» SHORT EXERCISE 1
Please copy the rows from the line with "dirt ground in the photo above." through the last line of the rows, keeping every line, requests included, and add 83 to each coordinate in the answers. Give back only those rows.

» EXCERPT
= = =
Turning to Brazil, Q2 comp sales were up an impressive 13%. The investment in Brazil has been a big success for our company. These restaurants continue to perform at a very high level and give us confidence that we can capitalize on the growing opportunities in this market. Adjusted restaurant level margin was 15.2% this year versus 15.5% a year ago. The decline was driven primarily by wage inflation, operating expense inflation, the impact of service and product enhancements at Outback, and higher rent from our sales leaseback initiatives.

These items were partially offset by the benefit of increases on average check, productivity savings, lower advertising expense, and lower insurance costs. Turning to G&A: after removing all adjustments from Q2 2017 and Q2 2016, general and administrative costs were $75.1 million and $68.3 million respectively. The increase in G&A is primarily related to the timing of our annual managing partner's conference. The conference in place in the first quarter of 2016, it was not held until the second quarter of 2017. I would now like to draw your attention to our international business.

International profits and margins were up significantly versus a year ago. International adjusted operating margin was 8.4%, which is up 390 basis points versus Q2 last year. Importantly, consolidated margins will improve as our international business becomes a larger part of our portfolio. On the development front, we opened five system-wide locations in the second quarter, all of which were international locations. During the quarter, we made great progress in our capital structure.

We are close to wrapping up our very successful sale leaseback initiative. We now have less than 50 properties remaining to be sold and thus, so far, we have received $650 million in proceeds. In total, we expect over $700 million in proceeds once the whole program is completed. We are utilizing the proceeds from these transactions to repurchase shares. Since the last earnings call, we have repurchased $155 million of stock.

This is a significant win for our company and for our shareholders. Since the beginning of the year, we have repurchased $233 million of stock. And given current valuation levels, we will continue to opportunistically repurchase shares. We now have $95 million remaining and the $250 million authorization which will expire October 21, 2018. Also of note, last week the board of directors declared a cash dividend of $0.08 a share payable on August 23.

As it relates to our 2017 guidance, we are reconfirming all aspects of the guidance which we provided in February except for a couple of items. First, we have had some favorability to the tax rate versus prior expectations. We now expect the GAAP-effective income tax rate to be between 21% and 22%. We also expect the adjusted effective income tax rate to be between 24% and 25%. This was down slightly from prior guidance of 25% to 26% for the year.

Second, we now expect to open approximately 30 new system-wide restaurants in 2017 versus our prior expectations of between 40 and 50 restaurants. This revised outlook reflects a reduction in the expected number of international franchise locations. We expect the pace of franchise development to pick up as we enter 2018. This change does not have a material impact on total revenues or on our capital expenditure expectations for the year. However aspects of our guidance remain unchanged including the guidance for adjusted EPS and comp sale, we are pleased with our progress thus far in 2017 and we'll continue to update you as the quarter progress.

Now, there are a couple of important aspects to the quarterly flow of our earnings in the back half of 2017 that I'd like to mention. First, Outback check average is expected to be modestly negative in Q3, which is a big change from the first half. We are rolling off the menu pricing in Outback that we are choosing not to replicate as part of our investments back into the business. In addition, the timing of the Outback promotional calendar will have a negative impact on Q3 check average. We expect this trend to reverse in Q4 where PPA will be positive.
= = =
» RAW DATA
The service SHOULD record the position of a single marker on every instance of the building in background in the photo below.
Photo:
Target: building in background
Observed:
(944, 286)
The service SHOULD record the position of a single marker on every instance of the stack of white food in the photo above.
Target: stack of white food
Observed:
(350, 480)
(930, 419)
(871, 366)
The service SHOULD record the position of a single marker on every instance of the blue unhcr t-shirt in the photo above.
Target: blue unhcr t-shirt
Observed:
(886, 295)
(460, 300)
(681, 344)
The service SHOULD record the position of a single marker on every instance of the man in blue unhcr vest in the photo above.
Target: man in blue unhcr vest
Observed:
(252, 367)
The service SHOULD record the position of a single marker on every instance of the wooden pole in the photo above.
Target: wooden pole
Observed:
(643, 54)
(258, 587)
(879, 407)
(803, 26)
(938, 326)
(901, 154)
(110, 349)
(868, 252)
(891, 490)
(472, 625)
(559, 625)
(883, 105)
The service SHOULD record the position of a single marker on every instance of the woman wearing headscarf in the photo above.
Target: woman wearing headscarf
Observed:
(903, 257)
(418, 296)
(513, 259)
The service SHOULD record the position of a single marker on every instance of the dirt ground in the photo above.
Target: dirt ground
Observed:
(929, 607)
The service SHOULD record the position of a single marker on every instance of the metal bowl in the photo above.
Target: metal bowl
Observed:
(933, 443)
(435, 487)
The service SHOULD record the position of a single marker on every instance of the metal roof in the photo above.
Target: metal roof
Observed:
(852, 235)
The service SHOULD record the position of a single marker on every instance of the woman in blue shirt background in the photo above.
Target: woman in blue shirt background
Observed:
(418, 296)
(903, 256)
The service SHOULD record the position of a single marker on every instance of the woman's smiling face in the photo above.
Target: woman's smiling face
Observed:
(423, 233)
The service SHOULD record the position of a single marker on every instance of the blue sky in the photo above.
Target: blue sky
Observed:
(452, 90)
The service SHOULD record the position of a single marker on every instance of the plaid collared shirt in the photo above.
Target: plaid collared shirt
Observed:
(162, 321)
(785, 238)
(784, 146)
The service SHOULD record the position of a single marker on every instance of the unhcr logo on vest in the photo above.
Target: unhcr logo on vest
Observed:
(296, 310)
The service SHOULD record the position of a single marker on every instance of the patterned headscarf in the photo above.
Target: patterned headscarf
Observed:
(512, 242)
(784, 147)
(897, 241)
= = =
» SHORT EXERCISE 2
List the factors that the earnings call excerpt names as driving the decline in adjusted restaurant level margin.

» WORKED ANSWER 1
The service SHOULD record the position of a single marker on every instance of the dirt ground in the photo above.
Target: dirt ground
Observed:
(1012, 690)
The service SHOULD record the position of a single marker on every instance of the metal bowl in the photo above.
Target: metal bowl
Observed:
(1016, 526)
(518, 570)
The service SHOULD record the position of a single marker on every instance of the metal roof in the photo above.
Target: metal roof
Observed:
(935, 318)
The service SHOULD record the position of a single marker on every instance of the woman in blue shirt background in the photo above.
Target: woman in blue shirt background
Observed:
(501, 379)
(986, 339)
The service SHOULD record the position of a single marker on every instance of the woman's smiling face in the photo above.
Target: woman's smiling face
Observed:
(506, 316)
The service SHOULD record the position of a single marker on every instance of the blue sky in the photo above.
Target: blue sky
Observed:
(535, 173)
The service SHOULD record the position of a single marker on every instance of the plaid collared shirt in the photo above.
Target: plaid collared shirt
Observed:
(245, 404)
(868, 321)
(867, 229)
The service SHOULD record the position of a single marker on every instance of the unhcr logo on vest in the photo above.
Target: unhcr logo on vest
Observed:
(379, 393)
The service SHOULD record the position of a single marker on every instance of the patterned headscarf in the photo above.
Target: patterned headscarf
Observed:
(595, 325)
(867, 230)
(980, 324)

» WORKED ANSWER 2
- Wage inflation
- Operating expense inflation
- The impact of service and product enhancements at Outback
- Higher rent from the sales leaseback initiatives